_Aim_
Arrange the rows below as a Markdown table with a Num column for the line number and a Text column for the line itself, leaving out blank lines.

_Rows excerpted from a collection_

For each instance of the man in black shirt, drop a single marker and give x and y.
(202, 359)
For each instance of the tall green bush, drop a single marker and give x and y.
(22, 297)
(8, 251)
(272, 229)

_Task output_
| Num | Text |
|---|---|
| 1 | For each instance of the man in black shirt, drop a single marker and give x and y. |
| 2 | (202, 359) |
| 3 | For each instance of the tall green bush, drop a single marker and give x and y. |
| 4 | (22, 297) |
| 5 | (8, 251) |
| 6 | (272, 229) |